(Dataset records)
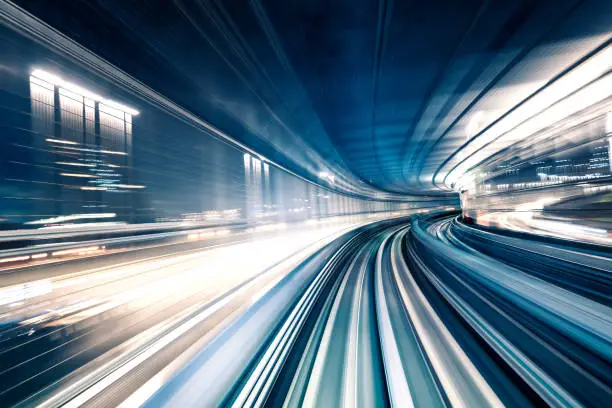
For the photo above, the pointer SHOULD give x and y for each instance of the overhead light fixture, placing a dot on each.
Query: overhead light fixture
(59, 82)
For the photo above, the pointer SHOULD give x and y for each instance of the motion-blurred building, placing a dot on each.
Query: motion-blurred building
(82, 148)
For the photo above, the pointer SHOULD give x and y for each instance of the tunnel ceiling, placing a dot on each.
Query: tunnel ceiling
(386, 92)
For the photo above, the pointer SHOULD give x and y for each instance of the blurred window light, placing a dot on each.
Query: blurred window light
(72, 217)
(81, 175)
(61, 141)
(76, 164)
(59, 82)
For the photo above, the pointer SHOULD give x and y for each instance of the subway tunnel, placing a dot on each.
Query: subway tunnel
(305, 203)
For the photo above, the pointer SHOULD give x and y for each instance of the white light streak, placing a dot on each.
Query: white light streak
(59, 82)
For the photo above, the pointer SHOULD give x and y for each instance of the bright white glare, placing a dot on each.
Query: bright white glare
(78, 251)
(58, 81)
(61, 141)
(573, 92)
(64, 218)
(24, 291)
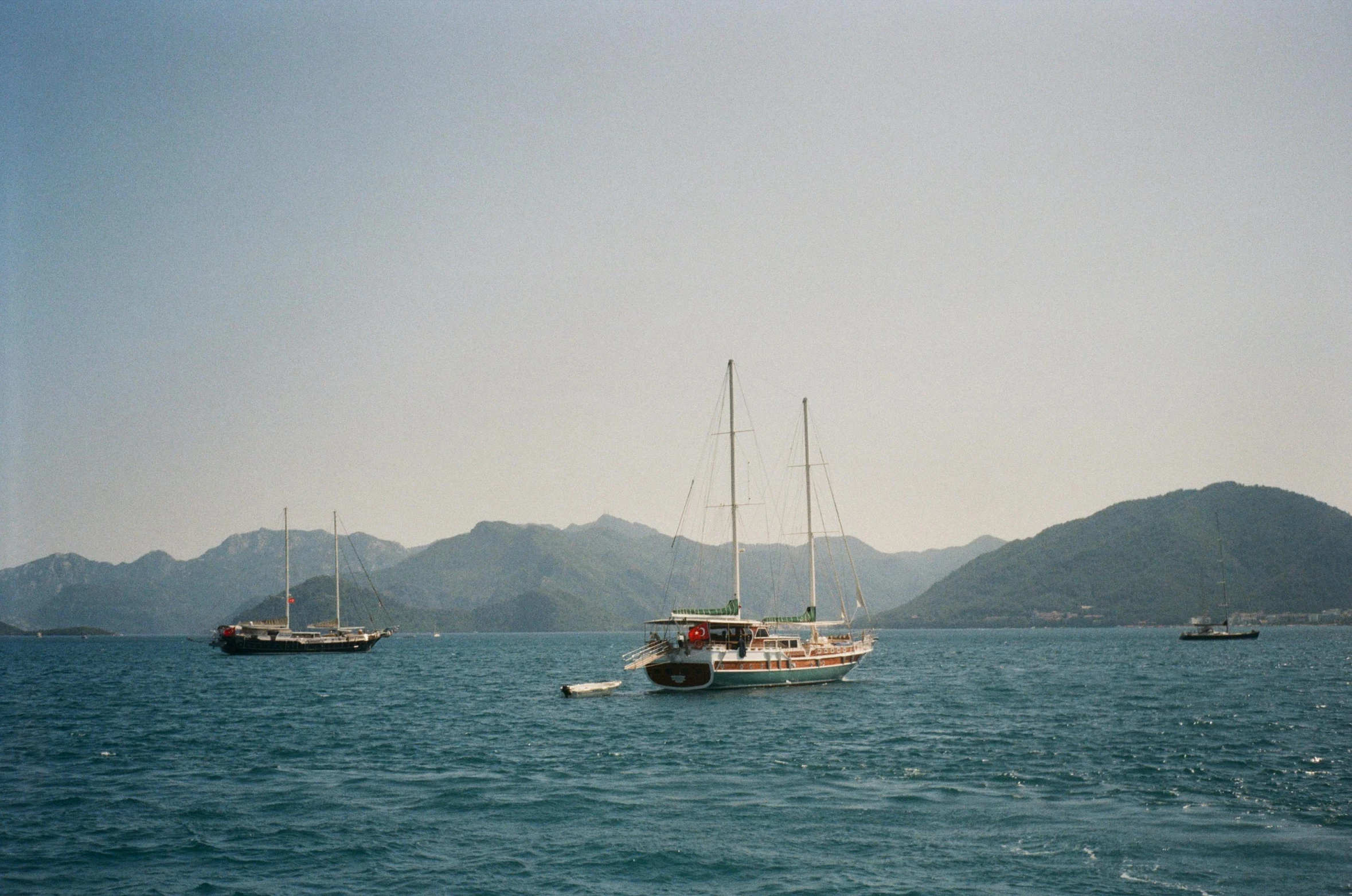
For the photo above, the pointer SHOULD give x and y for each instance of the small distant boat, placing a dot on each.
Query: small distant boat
(276, 636)
(1202, 626)
(590, 690)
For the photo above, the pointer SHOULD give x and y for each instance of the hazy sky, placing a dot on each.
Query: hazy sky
(447, 263)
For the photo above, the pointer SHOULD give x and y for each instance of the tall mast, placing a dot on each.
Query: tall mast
(1220, 554)
(811, 542)
(732, 455)
(337, 594)
(286, 525)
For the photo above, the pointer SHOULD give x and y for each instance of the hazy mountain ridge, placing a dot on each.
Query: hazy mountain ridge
(607, 573)
(157, 594)
(534, 610)
(1155, 561)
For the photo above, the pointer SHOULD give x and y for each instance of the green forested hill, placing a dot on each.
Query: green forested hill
(1155, 561)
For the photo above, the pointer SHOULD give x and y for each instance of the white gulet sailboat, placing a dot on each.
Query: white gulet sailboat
(275, 636)
(714, 649)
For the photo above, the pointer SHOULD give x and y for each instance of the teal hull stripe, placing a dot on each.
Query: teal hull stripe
(767, 678)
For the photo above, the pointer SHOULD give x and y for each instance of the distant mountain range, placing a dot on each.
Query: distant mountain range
(1154, 561)
(161, 595)
(497, 577)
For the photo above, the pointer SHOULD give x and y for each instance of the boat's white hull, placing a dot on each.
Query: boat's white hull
(705, 670)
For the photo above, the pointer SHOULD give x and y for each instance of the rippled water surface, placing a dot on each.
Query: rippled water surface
(1117, 761)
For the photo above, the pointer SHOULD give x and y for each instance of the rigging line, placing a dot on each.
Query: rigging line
(671, 569)
(859, 590)
(369, 580)
(830, 557)
(700, 465)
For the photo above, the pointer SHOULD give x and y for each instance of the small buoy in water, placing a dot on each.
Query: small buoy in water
(590, 690)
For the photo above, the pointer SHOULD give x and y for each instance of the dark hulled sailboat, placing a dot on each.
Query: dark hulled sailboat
(276, 636)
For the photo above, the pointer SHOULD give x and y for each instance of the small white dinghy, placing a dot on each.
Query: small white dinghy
(590, 690)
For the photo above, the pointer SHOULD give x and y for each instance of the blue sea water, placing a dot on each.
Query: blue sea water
(1039, 761)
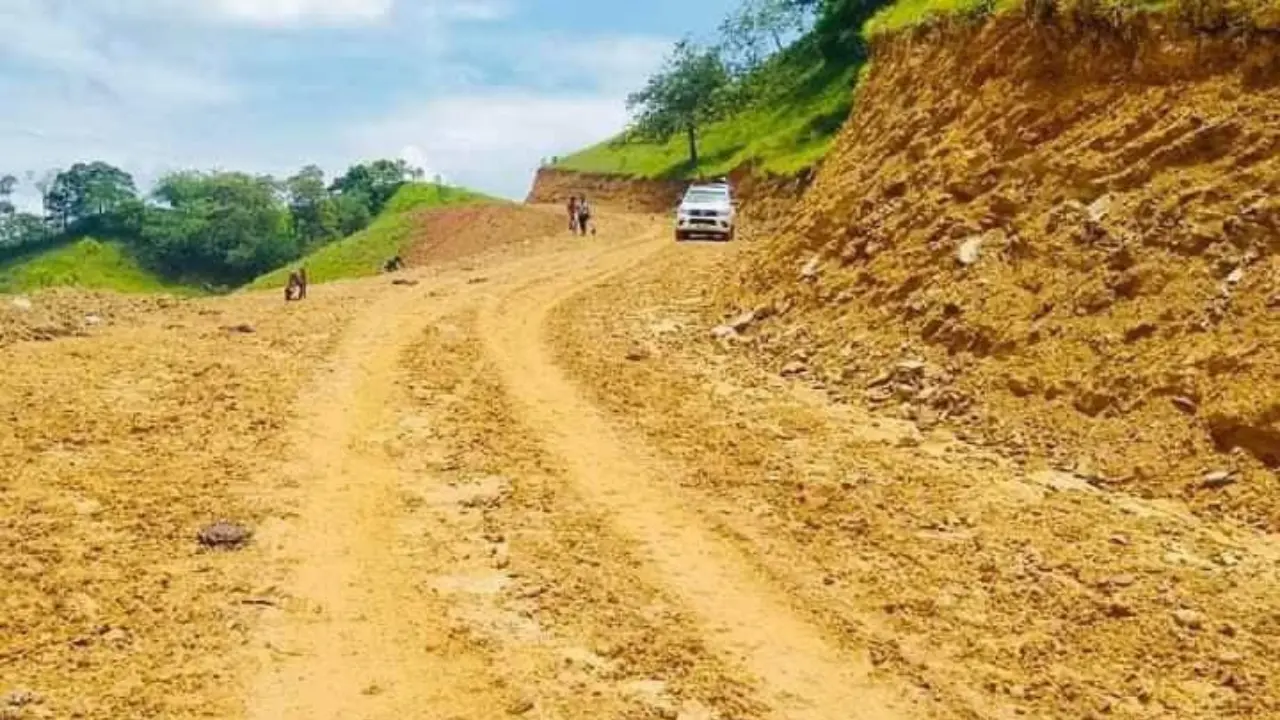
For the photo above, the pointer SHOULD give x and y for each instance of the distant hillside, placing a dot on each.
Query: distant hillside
(787, 131)
(87, 264)
(364, 253)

**Stated task:** Give every line of the records above as a Markdown table with the columns Row and Line, numbering the rows and leaving out blank lines. Leave the pictures out of the table.

**Written answer:**
| Row | Line |
|---|---|
| 1 | For the photo above, the pointer SHOULD give x and y for each instance of the overhead light fixture, placing a dot on each. |
| 2 | Query: overhead light fixture |
| 3 | (59, 82) |
| 4 | For the photo above, the pointer SHOULD give x and y for each instance of the motion-blurred building, placing a dot on each. |
| 5 | Query: motion-blurred building |
| 6 | (82, 148) |
| 7 | For the photo above, the pointer SHOULD give x and y for each instance of the tunnel ceiling, placing a dot on each. |
| 8 | Query: tunnel ceiling |
| 9 | (386, 92) |
| 10 | For the photo above, the pointer SHOULD give x and y for each instance of the blurred window light, placing a dot on each. |
| 11 | Query: blurred window light |
| 12 | (72, 217) |
| 13 | (81, 175) |
| 14 | (61, 141) |
| 15 | (76, 164) |
| 16 | (59, 82) |
| 17 | For the photo above, the pointer SHOULD give x and y for each instance of the subway tunnel, placing a dot on each. |
| 18 | Query: subway tunnel |
| 19 | (305, 203) |
| 20 | For the photo above, the pointer SHOULD give x and y for each instance of the white light streak, placing a dot on each. |
| 21 | Query: white light streak |
| 22 | (59, 82) |
| 23 | For the photo above, the pointer SHOULD give x and y for each instance of the bright white glare, placing a dot on each. |
| 24 | Query: bright white glare |
| 25 | (78, 251) |
| 26 | (58, 81) |
| 27 | (61, 141) |
| 28 | (573, 92) |
| 29 | (64, 218) |
| 30 | (24, 291) |
| 31 | For the photo above, the pointer SHOULD give x and y for each instance of the small distant boat, placing a dot on each. |
| 32 | Query: small distant boat |
| 33 | (276, 636) |
| 34 | (1202, 626) |
| 35 | (590, 690) |
| 36 | For the photo above, the pointer SHOULD give x and y for each instance of the hazy sky, placing a dot on each. |
| 37 | Query: hazy sky |
| 38 | (447, 263) |
| 39 | For the photo above, the pointer SHOULD give x and y for each instance of the tall mast, placing a dot on each. |
| 40 | Query: tall mast |
| 41 | (1220, 554) |
| 42 | (811, 542) |
| 43 | (732, 455) |
| 44 | (337, 594) |
| 45 | (286, 525) |
| 46 | For the photo above, the pointer SHOULD give x and y for each instance of the hazy mountain ridge, placing a dot on each. |
| 47 | Query: hazy mountain ridge |
| 48 | (607, 573) |
| 49 | (157, 594) |
| 50 | (534, 610) |
| 51 | (1155, 561) |
| 52 | For the photo above, the pointer SHOULD give x and y for each instance of the green forested hill, placing a dot on each. |
| 53 | Query: green forested hill |
| 54 | (1155, 561) |
| 55 | For the photo above, the pointer SHOULD give x and y for each instance of the white gulet sailboat, placing a dot on each. |
| 56 | Query: white gulet sailboat |
| 57 | (275, 636) |
| 58 | (714, 649) |
| 59 | For the photo above, the pointer SHOULD give x and y for each instance of the teal hull stripe, placing a dot on each. |
| 60 | Query: teal hull stripe |
| 61 | (767, 678) |
| 62 | For the photo above, the pointer SHOULD give x and y for each instance of the distant mountain range, placing a dot on each. |
| 63 | Query: distant mountain range |
| 64 | (1154, 561) |
| 65 | (161, 595) |
| 66 | (497, 577) |
| 67 | For the photo above, the pointer SHOULD give x and y for each instance of the boat's white hull, placing a dot on each. |
| 68 | Query: boat's white hull |
| 69 | (705, 670) |
| 70 | For the photo above, the pointer SHOULD give x and y for each instance of the rippled water surface, placing a dot on each. |
| 71 | Query: rippled water surface |
| 72 | (1117, 761) |
| 73 | For the photo above, the pointer SHOULD give x and y for each instance of the rigging line, placing a dot on each. |
| 74 | Query: rigging line |
| 75 | (671, 569) |
| 76 | (859, 590) |
| 77 | (369, 580) |
| 78 | (830, 557) |
| 79 | (700, 465) |
| 80 | For the photo above, the pointer SHOULD give x and y for each instance of the small buoy in water, placing a dot on each. |
| 81 | Query: small buoy in water |
| 82 | (590, 690) |
| 83 | For the photo above, the pointer SHOULD give x and y for each instance of the dark hulled sailboat, placing a dot on each. |
| 84 | Query: dark hulled sailboat |
| 85 | (276, 636) |
| 86 | For the photo above, the pointer SHOULD give x and y for each instance of the small white dinghy, placing a dot on each. |
| 87 | Query: small white dinghy |
| 88 | (590, 690) |
| 89 | For the photo above, the pointer SHOULD give x and y for each instance of the blue sea water, placing a dot on each. |
| 90 | Query: blue sea water |
| 91 | (1039, 761) |
| 92 | For the photo above, the pointer SHOULD give x and y for each instance of the distant hillside, placing a dot on each. |
| 93 | Query: distant hillside |
| 94 | (787, 131) |
| 95 | (87, 264) |
| 96 | (364, 253) |